Supplied material: Begin

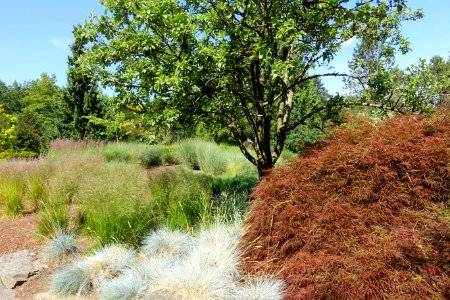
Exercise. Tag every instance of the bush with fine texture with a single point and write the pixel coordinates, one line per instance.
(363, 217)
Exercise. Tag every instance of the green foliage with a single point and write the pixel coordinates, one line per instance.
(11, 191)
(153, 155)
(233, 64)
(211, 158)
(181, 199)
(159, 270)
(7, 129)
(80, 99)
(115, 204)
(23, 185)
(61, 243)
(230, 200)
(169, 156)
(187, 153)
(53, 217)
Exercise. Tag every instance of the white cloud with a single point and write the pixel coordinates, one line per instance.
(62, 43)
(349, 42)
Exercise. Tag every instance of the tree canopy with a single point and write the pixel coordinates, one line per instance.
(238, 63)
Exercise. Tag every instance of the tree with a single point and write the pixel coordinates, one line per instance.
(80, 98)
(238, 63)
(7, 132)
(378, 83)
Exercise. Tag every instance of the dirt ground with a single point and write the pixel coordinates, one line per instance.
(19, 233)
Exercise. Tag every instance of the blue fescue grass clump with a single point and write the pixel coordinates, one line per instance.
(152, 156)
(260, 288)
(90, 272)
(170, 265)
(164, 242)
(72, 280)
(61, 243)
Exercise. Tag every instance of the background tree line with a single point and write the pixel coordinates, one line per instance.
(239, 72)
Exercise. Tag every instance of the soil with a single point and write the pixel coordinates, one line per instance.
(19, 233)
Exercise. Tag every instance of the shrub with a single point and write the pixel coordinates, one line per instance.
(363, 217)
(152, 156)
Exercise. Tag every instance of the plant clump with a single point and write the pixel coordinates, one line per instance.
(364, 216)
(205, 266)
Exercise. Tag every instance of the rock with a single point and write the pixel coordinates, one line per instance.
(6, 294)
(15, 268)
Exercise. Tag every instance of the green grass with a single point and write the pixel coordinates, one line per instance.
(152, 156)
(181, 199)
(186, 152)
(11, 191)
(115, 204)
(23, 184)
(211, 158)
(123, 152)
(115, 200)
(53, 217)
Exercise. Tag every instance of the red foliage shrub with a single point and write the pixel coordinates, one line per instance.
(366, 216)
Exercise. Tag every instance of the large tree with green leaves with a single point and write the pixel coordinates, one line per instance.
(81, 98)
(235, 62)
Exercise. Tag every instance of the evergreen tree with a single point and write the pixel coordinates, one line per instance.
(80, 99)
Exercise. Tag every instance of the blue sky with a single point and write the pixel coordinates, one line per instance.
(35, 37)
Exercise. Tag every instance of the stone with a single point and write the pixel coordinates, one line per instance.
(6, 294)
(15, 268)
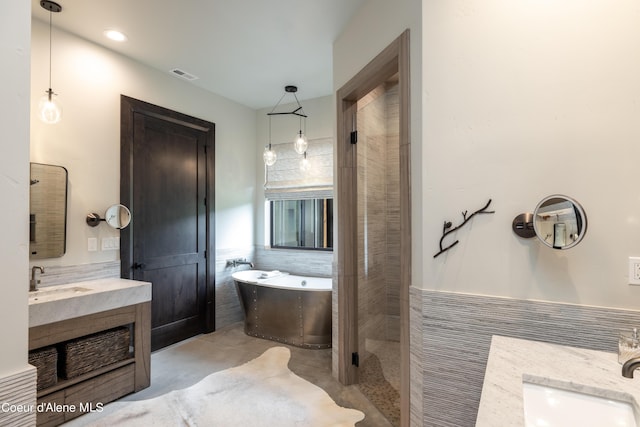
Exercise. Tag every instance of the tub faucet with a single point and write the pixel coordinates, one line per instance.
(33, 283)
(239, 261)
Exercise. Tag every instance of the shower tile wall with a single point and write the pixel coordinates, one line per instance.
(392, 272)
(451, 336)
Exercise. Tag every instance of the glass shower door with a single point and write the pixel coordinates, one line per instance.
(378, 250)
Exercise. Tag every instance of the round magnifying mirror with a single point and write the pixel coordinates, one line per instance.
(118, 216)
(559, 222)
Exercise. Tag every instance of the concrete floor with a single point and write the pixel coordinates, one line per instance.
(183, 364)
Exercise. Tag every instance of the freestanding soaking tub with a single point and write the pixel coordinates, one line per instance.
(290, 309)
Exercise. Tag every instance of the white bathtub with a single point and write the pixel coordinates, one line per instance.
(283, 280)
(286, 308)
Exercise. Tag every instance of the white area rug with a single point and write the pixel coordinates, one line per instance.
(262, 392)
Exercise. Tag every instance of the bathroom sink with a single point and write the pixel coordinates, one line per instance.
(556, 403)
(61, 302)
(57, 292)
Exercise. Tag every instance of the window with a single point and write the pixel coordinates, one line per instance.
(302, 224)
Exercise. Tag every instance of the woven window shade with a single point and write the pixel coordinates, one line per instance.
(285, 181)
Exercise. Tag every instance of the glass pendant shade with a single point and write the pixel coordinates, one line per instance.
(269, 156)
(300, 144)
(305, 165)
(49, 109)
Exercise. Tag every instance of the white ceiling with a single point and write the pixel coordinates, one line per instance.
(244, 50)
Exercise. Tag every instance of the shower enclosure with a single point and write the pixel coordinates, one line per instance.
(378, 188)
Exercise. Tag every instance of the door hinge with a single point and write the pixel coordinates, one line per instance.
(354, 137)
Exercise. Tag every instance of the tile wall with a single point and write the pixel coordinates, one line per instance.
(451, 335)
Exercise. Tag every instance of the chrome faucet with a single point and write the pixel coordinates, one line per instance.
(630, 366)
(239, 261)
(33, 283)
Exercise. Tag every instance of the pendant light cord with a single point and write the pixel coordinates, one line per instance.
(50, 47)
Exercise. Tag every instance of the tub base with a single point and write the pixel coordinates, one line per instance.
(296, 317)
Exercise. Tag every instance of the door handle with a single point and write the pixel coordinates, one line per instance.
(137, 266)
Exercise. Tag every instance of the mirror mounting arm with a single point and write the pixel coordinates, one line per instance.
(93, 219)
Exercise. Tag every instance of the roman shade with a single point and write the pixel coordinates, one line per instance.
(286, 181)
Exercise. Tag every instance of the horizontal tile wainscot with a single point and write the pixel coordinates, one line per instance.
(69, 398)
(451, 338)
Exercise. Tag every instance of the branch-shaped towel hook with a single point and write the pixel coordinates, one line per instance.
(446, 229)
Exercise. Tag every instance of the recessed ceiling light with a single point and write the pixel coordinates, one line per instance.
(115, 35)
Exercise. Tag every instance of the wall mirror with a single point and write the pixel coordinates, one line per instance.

Supplied material: End
Supplied material: Begin

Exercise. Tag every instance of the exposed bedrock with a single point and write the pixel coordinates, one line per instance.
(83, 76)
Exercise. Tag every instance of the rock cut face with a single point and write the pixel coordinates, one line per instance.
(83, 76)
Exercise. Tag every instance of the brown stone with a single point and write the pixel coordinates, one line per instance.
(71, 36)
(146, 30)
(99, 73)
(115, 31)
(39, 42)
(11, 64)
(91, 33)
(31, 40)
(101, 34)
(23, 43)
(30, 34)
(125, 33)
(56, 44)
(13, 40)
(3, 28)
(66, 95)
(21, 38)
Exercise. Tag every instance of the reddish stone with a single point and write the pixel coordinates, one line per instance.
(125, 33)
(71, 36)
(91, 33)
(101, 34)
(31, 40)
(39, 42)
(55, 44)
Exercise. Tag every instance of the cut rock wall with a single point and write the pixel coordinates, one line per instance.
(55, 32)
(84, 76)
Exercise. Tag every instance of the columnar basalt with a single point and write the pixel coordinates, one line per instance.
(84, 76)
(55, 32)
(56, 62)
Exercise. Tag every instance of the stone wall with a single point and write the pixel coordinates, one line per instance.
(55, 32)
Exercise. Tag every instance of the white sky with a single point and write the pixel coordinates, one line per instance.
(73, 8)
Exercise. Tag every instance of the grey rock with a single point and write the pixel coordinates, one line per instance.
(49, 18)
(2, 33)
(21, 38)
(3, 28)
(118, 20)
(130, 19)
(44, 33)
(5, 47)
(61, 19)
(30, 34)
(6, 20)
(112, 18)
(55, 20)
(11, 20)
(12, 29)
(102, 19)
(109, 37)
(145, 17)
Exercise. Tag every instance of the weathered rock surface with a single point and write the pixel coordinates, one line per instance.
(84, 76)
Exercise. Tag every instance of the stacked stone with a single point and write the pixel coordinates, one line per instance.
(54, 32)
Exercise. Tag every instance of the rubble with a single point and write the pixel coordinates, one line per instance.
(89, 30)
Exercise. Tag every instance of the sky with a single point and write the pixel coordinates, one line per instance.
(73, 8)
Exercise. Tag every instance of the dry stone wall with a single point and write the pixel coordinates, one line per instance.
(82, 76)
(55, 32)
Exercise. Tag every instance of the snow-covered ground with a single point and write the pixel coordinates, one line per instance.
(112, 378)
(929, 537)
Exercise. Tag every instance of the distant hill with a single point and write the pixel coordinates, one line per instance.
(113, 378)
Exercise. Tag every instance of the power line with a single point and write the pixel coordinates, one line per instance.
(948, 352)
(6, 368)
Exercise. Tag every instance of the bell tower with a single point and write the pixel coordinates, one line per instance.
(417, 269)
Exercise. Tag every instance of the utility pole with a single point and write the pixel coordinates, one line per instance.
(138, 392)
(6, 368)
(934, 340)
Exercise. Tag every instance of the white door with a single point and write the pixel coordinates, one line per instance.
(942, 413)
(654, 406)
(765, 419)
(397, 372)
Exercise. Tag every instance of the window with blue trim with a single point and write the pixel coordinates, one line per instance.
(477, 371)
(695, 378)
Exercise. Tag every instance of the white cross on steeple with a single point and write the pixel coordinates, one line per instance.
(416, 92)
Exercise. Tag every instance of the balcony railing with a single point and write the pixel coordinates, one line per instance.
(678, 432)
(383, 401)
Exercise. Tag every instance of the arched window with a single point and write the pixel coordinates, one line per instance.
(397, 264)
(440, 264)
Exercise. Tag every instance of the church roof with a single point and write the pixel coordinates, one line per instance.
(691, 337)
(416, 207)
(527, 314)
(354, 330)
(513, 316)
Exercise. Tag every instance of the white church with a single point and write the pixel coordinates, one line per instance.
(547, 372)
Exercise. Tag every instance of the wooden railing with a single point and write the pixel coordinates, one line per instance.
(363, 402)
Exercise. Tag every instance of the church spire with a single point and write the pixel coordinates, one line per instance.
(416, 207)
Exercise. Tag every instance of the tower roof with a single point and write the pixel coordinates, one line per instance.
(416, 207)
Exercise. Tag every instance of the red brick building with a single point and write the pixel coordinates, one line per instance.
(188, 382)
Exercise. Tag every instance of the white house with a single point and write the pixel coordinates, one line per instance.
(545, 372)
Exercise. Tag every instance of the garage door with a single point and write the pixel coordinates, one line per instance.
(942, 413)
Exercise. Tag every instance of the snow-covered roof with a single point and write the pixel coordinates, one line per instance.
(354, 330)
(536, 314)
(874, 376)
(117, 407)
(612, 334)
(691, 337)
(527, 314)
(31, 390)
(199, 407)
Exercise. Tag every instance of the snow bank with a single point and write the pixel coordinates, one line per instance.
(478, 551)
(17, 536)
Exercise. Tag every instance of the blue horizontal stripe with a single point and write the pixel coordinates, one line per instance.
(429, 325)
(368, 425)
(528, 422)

Supplied material: End

--- Assignment ---
Taking the material above, extract exactly and only the lines from the line with "Exercise. Tag every instance of the shower enclosure" to the line with "Exercise. Tag every instance of the wall", inclusive of both.

--- Your response ---
Exercise. Tag every instance of the shower enclosure with a single point and write the pixel coordinates, one line per instance.
(378, 188)
Exercise. Tag every instance of the door hinge with a single point and write the pixel coordinates, one line per instance.
(354, 137)
Exercise. Tag every instance of the tile wall with a single point and write the pixel coordinates, one line per instance.
(451, 335)
Exercise. Tag every instance of the chrome faucet with a single point and write the pixel coordinates, one line per instance.
(630, 366)
(239, 261)
(33, 283)
Exercise. Tag every instance of the pendant light cord with a single point and write the pixel coordinates, one line per instance.
(50, 47)
Exercise. Tag every instance of the tub base with a single point and write the pixel coordinates, one line per instance.
(296, 317)
Exercise. Tag every instance of the door handle with a single point and write the pixel coordinates, one line per instance.
(137, 266)
Exercise. Tag every instance of the mirror mounting arm with a single point and write the pixel coordinates, one line per instance.
(93, 219)
Exercise. Tag every instance of the roman shade with a single point and write the pixel coordinates, one line per instance.
(286, 181)
Exercise. Tag every instance of the horizontal tile wainscot with a single point and write the pixel coordinates, one line per instance.
(69, 398)
(451, 338)
Exercise. Tag every instance of the branch-shaped towel hook with a single point and write the pixel coordinates, one line per instance.
(446, 229)
Exercise. Tag every instance of the recessed ceiling light with a single point and write the pixel coordinates, one line per instance.
(115, 35)
Exercise. Tag every instance of the wall mirror with a single point and write the pixel coordinates, one line per instance.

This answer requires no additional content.